- **ASSIGNED TASK**
Say how many lines of the entries below include "segment", giving nothing but that number.

==== EXCERPTED DATA ====

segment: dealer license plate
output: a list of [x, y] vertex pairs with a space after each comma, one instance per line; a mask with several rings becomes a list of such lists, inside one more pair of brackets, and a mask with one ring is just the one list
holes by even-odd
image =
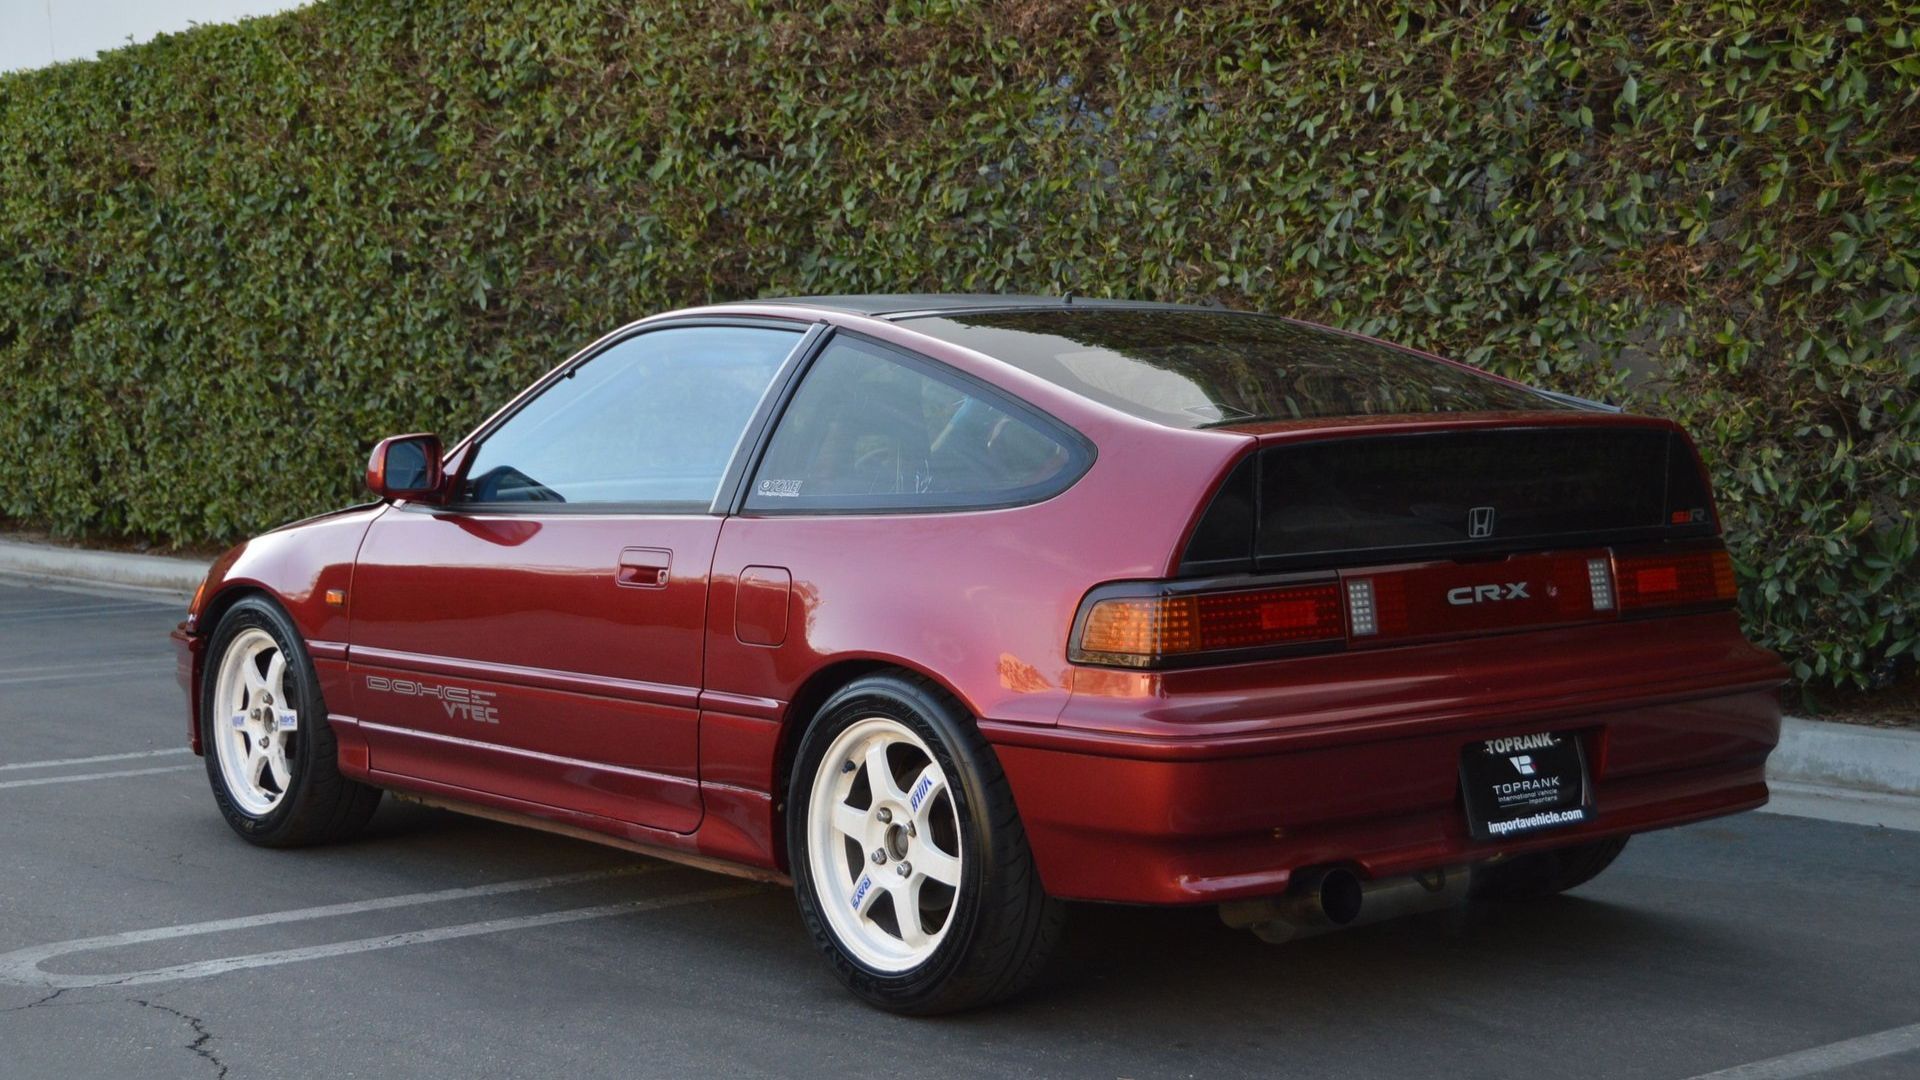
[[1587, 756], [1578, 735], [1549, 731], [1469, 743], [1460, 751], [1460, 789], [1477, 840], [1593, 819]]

====
==== EXCERPTED DATA ====

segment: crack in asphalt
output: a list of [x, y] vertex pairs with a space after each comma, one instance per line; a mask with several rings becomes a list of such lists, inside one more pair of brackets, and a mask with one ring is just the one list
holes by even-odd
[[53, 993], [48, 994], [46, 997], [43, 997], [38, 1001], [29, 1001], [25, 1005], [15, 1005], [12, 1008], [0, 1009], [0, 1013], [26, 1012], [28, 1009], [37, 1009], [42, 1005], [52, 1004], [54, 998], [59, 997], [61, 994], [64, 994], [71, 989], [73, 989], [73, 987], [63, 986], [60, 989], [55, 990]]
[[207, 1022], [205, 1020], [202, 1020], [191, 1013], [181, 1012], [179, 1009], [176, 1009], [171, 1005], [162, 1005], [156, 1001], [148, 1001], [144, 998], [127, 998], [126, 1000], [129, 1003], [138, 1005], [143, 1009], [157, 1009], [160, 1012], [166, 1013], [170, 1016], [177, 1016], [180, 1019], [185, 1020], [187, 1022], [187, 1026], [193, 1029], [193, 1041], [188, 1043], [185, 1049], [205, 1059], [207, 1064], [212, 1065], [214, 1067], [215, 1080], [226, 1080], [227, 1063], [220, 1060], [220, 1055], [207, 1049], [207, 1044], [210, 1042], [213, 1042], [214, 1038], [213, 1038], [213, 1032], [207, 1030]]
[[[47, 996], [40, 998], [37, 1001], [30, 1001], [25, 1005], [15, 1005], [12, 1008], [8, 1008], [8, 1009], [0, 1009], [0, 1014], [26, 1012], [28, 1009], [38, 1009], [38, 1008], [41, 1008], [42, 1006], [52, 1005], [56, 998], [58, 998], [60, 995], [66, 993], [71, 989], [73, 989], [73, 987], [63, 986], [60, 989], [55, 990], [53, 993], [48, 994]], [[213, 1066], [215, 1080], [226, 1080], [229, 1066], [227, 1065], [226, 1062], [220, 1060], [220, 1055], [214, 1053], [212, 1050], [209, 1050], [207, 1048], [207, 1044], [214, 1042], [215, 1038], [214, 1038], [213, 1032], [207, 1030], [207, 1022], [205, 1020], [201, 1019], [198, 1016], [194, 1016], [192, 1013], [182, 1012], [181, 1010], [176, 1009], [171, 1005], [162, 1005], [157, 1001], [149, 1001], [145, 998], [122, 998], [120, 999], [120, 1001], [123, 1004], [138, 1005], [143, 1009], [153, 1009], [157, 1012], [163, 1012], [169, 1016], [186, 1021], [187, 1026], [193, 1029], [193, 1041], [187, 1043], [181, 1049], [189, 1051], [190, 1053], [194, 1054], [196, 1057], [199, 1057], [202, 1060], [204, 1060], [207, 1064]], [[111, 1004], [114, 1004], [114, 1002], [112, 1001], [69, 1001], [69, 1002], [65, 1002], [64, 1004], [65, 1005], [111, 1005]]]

====

- **SOLUTION TO THIS PROBLEM**
2